__REQUIRED WORK__. Restate verbatim the span of lines below between the line with "Target: wooden post" and the line with "[point] green leaf", including those two lines, and only that span.

__ENTRIES SUPPLIED__.

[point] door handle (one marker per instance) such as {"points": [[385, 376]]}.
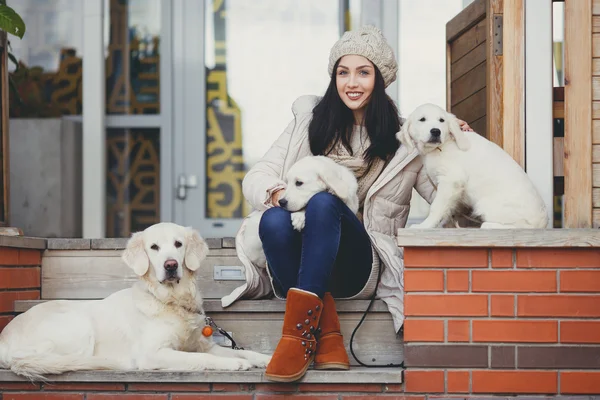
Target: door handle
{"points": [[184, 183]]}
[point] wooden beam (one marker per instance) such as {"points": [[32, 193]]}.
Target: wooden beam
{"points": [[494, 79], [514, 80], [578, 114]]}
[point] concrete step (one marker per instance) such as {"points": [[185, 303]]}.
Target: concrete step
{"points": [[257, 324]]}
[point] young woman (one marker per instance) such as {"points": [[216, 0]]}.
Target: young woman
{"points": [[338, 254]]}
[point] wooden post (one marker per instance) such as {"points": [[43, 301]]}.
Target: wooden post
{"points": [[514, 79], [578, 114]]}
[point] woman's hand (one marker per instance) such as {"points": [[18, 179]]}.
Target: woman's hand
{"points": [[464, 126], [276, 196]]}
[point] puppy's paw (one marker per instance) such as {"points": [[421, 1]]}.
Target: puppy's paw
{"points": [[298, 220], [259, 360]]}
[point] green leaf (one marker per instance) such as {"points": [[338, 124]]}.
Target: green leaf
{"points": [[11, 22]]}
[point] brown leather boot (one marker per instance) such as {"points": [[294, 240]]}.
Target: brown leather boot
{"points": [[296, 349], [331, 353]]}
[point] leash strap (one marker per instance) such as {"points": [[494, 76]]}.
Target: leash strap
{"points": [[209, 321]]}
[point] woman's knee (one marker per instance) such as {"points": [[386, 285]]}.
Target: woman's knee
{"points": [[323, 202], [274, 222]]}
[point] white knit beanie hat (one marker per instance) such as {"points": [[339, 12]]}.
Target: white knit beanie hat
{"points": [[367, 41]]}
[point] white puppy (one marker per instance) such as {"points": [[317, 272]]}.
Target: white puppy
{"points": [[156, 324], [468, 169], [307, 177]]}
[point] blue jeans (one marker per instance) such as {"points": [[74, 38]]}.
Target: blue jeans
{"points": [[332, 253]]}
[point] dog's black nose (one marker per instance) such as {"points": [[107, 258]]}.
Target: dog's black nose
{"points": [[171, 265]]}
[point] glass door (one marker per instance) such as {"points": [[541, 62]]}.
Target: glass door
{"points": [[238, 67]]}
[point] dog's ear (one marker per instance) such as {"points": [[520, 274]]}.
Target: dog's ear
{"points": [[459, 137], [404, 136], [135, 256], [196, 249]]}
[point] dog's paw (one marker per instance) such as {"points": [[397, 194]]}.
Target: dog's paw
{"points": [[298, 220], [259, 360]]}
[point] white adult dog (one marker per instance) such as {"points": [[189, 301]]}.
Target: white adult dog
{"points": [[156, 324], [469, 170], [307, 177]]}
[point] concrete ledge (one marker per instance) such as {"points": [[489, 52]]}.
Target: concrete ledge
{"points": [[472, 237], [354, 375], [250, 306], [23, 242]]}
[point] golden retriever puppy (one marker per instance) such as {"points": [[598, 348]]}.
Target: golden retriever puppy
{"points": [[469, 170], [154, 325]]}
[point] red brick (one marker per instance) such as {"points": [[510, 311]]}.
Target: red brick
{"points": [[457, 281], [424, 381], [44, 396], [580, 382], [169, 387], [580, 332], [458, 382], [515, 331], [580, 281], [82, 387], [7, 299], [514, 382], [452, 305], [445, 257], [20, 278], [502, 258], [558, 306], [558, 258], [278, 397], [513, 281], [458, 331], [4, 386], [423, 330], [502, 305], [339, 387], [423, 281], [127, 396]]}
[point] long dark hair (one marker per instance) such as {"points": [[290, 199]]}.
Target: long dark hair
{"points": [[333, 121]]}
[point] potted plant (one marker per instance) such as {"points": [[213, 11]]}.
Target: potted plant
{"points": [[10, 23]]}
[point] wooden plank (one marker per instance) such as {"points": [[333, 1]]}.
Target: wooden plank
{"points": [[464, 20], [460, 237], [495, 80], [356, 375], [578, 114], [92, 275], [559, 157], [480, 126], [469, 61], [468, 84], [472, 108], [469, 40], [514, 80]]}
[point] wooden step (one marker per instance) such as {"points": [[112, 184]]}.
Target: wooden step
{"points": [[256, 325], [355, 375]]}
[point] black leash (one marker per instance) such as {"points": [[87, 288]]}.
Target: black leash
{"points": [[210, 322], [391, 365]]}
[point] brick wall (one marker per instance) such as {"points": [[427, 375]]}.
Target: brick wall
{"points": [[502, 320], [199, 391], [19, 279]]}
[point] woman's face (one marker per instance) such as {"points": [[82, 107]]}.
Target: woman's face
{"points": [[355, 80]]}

...

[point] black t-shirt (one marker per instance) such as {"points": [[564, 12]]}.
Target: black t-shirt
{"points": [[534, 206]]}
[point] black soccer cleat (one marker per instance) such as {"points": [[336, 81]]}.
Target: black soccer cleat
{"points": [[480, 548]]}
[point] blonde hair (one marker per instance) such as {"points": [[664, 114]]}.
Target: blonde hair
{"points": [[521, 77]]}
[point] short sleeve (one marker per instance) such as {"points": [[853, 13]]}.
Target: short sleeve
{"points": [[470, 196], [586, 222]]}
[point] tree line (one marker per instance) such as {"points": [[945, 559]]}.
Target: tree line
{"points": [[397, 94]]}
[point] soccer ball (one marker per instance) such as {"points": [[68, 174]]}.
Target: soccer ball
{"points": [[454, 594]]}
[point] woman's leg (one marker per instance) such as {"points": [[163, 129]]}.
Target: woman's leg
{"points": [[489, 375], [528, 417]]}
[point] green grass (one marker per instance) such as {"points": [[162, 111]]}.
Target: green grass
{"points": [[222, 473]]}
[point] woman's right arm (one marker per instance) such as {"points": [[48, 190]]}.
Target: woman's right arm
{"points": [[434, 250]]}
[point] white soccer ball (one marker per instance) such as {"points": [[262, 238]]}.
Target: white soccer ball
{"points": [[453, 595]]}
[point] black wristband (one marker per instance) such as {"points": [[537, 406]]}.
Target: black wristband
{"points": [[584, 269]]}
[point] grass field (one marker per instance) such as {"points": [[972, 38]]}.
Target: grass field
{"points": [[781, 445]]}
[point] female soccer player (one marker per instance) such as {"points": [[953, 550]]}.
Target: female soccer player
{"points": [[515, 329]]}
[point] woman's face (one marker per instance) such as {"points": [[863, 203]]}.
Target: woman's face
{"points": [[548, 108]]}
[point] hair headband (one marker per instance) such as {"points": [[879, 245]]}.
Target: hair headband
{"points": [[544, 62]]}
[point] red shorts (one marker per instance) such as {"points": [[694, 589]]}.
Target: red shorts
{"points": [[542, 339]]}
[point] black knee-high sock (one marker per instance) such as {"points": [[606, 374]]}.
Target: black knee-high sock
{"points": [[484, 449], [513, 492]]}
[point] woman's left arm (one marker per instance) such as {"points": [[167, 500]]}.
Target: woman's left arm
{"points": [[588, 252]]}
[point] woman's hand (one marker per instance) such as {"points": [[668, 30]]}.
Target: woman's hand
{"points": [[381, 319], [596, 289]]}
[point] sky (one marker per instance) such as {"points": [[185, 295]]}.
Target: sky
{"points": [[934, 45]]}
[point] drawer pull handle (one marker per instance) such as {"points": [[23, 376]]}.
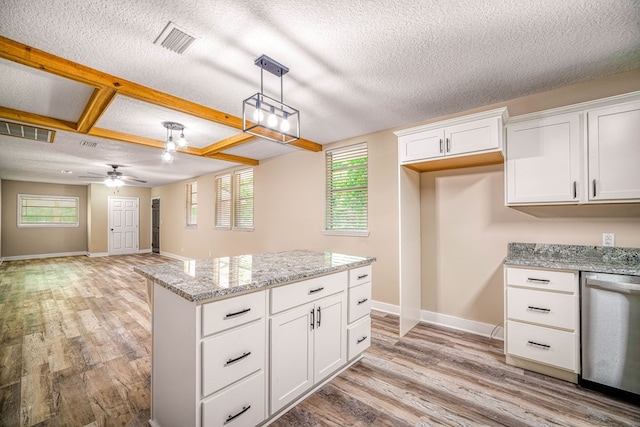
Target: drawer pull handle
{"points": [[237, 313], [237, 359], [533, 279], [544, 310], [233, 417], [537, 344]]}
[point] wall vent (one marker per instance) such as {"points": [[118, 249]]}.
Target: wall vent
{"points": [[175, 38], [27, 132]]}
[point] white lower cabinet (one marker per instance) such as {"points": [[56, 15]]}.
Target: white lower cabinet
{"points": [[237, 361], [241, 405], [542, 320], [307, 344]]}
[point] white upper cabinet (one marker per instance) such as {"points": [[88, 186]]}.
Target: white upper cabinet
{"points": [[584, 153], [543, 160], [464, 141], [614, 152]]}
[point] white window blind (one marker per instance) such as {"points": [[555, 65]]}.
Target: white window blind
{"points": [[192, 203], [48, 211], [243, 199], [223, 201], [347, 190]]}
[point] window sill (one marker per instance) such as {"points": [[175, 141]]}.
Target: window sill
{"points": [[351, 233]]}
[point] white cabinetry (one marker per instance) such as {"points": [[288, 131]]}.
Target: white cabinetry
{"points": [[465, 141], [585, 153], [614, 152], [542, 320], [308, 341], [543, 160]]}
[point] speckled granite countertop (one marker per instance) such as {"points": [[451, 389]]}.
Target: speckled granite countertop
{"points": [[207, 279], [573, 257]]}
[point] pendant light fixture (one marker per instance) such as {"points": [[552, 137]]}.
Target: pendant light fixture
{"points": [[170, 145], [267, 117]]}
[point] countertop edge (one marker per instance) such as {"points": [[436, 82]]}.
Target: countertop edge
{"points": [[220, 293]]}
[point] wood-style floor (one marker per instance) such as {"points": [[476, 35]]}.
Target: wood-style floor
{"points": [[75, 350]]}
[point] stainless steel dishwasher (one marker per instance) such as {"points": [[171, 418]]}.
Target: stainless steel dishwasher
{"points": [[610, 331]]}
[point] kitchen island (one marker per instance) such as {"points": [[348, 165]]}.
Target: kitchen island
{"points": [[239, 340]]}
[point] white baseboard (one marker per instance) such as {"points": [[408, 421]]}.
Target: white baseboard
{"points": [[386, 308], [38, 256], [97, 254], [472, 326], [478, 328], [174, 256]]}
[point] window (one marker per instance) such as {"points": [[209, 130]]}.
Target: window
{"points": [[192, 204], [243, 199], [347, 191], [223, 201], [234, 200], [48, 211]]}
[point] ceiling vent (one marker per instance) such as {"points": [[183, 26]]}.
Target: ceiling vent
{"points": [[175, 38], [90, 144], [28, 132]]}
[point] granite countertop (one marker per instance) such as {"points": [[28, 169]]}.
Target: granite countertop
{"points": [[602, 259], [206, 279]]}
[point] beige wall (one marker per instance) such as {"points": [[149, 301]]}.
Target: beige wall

__TASK RESULT__.
Target: wooden post
{"points": [[514, 79], [578, 114]]}
[point] woman's hand (one marker per instance) such as {"points": [[18, 179]]}.
Target: woman's hand
{"points": [[464, 126], [276, 196]]}
[point] puppy's paw (one marker per instance) such as {"points": [[421, 1]]}.
Target: puppy's paw
{"points": [[298, 220], [259, 360]]}
[point] green leaf (one marker per instance) such as {"points": [[338, 124]]}.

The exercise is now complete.